Below are records; transcribe only the line with "of the palm" and those after it, through the last line, without any change.

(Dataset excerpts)
********

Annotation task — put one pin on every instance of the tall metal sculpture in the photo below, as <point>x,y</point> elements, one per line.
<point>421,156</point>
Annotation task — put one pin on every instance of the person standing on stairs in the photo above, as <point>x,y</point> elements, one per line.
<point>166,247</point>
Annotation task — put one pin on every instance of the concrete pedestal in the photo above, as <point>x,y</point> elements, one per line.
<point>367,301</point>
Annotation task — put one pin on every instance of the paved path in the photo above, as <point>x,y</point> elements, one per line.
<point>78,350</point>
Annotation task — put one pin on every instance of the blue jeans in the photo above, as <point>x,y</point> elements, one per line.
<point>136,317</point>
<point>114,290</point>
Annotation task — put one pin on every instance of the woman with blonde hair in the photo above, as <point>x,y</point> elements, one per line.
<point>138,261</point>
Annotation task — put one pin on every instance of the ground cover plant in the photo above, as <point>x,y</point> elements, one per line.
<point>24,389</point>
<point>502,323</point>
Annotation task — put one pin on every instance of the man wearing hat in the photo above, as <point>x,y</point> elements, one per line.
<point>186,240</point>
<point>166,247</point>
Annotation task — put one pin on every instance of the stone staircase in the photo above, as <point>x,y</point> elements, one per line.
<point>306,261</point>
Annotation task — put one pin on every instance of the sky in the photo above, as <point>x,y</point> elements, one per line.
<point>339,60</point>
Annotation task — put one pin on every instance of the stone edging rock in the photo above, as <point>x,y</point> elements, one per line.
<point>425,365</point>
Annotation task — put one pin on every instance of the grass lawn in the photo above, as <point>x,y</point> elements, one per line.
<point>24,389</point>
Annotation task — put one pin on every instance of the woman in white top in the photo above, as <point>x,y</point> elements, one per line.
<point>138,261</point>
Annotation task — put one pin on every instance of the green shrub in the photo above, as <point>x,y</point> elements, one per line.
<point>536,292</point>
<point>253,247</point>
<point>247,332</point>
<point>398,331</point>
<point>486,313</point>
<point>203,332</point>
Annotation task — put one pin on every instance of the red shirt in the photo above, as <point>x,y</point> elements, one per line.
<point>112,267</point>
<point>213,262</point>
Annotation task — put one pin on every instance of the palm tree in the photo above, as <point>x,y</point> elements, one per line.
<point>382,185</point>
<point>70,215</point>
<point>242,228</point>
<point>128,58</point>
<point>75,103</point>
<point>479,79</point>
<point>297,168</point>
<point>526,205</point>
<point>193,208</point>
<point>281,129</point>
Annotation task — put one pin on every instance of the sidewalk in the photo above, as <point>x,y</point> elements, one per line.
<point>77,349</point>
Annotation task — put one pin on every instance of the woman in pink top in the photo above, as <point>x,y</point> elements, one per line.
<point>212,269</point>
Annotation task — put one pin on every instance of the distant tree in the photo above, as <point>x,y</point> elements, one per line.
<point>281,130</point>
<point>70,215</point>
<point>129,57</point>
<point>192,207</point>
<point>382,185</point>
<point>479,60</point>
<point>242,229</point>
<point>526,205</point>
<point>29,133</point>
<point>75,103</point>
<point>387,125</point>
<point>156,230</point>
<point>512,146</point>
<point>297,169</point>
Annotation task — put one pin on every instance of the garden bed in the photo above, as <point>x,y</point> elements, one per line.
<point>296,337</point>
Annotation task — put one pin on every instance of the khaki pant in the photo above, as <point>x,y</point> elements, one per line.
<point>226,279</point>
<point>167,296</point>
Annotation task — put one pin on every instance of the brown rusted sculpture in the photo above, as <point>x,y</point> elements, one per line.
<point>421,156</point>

********

### SOLUTION TO THIS EXERCISE
Annotation task — put one pin on every instance of the palm tree in the photo above, as <point>x,y</point> elements, one per line.
<point>382,185</point>
<point>70,215</point>
<point>242,228</point>
<point>128,58</point>
<point>75,103</point>
<point>479,79</point>
<point>297,168</point>
<point>526,205</point>
<point>193,208</point>
<point>281,129</point>
Annotation task — put one pin on every instance of the sidewalk in the photo above, as <point>x,y</point> elements, one per line.
<point>77,349</point>
Annotation task — put one pin on every instance of the woman in pink top in the photo above, as <point>x,y</point> elements, one per line.
<point>212,269</point>
Annotation task — put one pin on every instance of the distant tree in the photo above, as <point>x,y</point> elements, one per line.
<point>281,130</point>
<point>70,215</point>
<point>129,57</point>
<point>192,207</point>
<point>382,185</point>
<point>479,60</point>
<point>242,229</point>
<point>526,205</point>
<point>29,133</point>
<point>75,103</point>
<point>387,125</point>
<point>156,230</point>
<point>512,146</point>
<point>297,169</point>
Annotation task — put one pin on every instance of the garden bed in the photo above, as <point>x,y</point> elements, one per line.
<point>296,337</point>
Annotation task — put one pin on every instance of the khaki pant in the photo above, as <point>x,y</point> elements, one per line.
<point>226,279</point>
<point>167,296</point>
Annotation task — put one pin on every instance of the brown rusted sculpture in the photo above, as <point>x,y</point> elements, one per line.
<point>421,156</point>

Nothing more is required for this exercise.